INSTRUCTIONS TO FOLLOW:
In the thread on counting pedestrians with TensorFlow, what kind of model does the reply suggest training to decide whether a detected person is a pedestrian?

── SUPPLIED PASSAGE

Consequently, I did some research on tensorflow and read documentation about how to install tensorflow and then finally downloaded tensorflow and installed it. Using the sample files provided on github I adapted the code related to object_detection notebook provided here ->https://github.com/tensorflow/models/tree/master/research/object_detection.
I executed the adapted code on the videos that I collected while making changes to visualization_utils.py script so as to report number of objects that cross a defined region of interest on the screen. That is I collected bounding boxes dimensions (left,right,top, bottom) of person class and counted all the detection's that crossed the defined region of interest (imagine a set of two virtual vertical lines on video frame with left and right pixel value and then comparing detected bounding box's left & right values with predefined values). However, when I use this procedure I am missing on lot of pedestrians even though they are detected by the program. That is the program correctly classifies them as persons but sometimes they don't meet the criteria that I defined for counting and as such they are not counted. I want to know if there is a better way of counting unique pedestrians using the code rather than using the simplistic method that I am trying to develop. Is the approach that I am using the right one ? Could there be other better approaches ? Would appreciate any kind of help.
Please go easy on me as I am not a machine learning expert and just a novice.
You are using a pretrained model which is trained to identify people in general. I think you're saying that some people are pedestrians whereas some other people are not pedestrians, for example, someone standing waiting at the light is a pedestrian, but someone standing in their garden behind the street is not a pedestrian.
If I'm right, then you've reached the limitations of what you'll get with this model and you will probably have to train a model yourself to do what you want.
Since you're new to ML building your own dataset and training your own model probably sounds like a tall order, there's a learning curve to be sure. So I'll suggest the easiest way forward. That is, use the object detection model to identify people, then train a new binary classification model (about the easiest model to train) to identify if a particular person is a pedestrian or not (you will create a dataset of images and 1/0 values to identify them as pedestrian or not). I suggest this because a boolean classification model is about as easy a model as you can get and there are dozens of tutorials you can follow. Here's a good one:
https://github.com/aymericdamien/TensorFlow-Examples/blob/master/notebooks/3_NeuralNetworks/neural_network.ipynb
A few things to note when doing this:
When you build your dataset you will want a set of images, at least a few thousand along with the 1/0 classification for each (pedestrian or not pedestrian).

────
── RECORDS SUPPLIED

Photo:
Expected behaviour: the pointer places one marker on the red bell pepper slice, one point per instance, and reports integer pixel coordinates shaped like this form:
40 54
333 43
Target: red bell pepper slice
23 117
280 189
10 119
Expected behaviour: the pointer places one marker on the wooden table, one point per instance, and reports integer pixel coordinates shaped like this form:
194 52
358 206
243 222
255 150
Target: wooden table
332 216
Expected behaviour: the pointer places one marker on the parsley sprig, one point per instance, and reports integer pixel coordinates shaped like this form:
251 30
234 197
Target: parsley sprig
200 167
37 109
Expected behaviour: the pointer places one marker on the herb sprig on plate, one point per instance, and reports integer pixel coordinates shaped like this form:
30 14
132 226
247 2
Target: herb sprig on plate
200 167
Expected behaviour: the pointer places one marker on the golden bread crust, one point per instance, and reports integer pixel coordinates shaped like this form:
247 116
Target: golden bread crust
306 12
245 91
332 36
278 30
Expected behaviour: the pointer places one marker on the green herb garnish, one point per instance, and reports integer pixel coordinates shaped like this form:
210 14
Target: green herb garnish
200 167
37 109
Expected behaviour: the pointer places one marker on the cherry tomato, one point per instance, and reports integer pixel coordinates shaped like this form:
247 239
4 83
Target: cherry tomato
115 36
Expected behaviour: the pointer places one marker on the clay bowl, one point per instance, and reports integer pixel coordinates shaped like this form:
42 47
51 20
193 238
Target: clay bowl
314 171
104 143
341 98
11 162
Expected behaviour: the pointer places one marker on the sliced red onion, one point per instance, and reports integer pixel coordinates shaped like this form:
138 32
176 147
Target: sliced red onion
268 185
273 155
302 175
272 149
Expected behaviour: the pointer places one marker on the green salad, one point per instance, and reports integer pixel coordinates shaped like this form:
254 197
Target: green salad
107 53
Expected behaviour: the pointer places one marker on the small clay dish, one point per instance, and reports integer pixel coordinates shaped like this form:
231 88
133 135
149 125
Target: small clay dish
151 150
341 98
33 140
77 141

────

YOUR RESPONSE:
A binary classification model